WHAT NEEDS TO BE DONE ▸ Work through the lines below and count those holding "leaf"; reply with the number only.
※
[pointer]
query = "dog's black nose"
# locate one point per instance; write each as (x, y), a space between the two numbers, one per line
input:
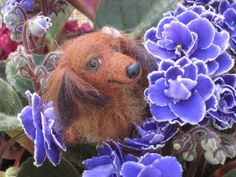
(133, 70)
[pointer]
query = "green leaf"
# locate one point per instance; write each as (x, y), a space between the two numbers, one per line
(9, 123)
(58, 23)
(18, 82)
(153, 17)
(2, 70)
(125, 15)
(80, 152)
(10, 103)
(64, 169)
(122, 14)
(231, 173)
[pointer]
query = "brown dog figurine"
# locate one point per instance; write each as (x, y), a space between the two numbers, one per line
(97, 87)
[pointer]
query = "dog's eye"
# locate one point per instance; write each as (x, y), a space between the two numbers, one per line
(94, 63)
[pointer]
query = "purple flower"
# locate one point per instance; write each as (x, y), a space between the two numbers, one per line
(179, 35)
(199, 2)
(180, 92)
(39, 25)
(152, 165)
(12, 16)
(153, 135)
(108, 163)
(225, 115)
(39, 122)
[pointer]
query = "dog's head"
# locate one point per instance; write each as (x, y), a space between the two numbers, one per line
(94, 67)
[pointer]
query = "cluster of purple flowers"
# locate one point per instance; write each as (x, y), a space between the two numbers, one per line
(17, 13)
(191, 46)
(111, 162)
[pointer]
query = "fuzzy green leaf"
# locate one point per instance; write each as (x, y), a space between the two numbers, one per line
(64, 169)
(17, 81)
(125, 15)
(9, 123)
(10, 103)
(80, 152)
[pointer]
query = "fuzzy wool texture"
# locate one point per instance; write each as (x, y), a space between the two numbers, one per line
(101, 104)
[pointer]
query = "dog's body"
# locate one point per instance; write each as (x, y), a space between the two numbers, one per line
(97, 88)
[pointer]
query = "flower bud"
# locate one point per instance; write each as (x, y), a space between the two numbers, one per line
(39, 25)
(214, 159)
(210, 144)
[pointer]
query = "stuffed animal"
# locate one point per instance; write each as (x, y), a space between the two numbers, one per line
(97, 87)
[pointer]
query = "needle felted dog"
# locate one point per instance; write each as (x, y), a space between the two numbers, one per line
(97, 86)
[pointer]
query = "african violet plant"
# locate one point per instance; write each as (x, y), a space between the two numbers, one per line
(191, 96)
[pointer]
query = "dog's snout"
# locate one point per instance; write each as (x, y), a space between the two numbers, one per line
(133, 70)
※
RESULT OF THIS EXERCISE ▸ 2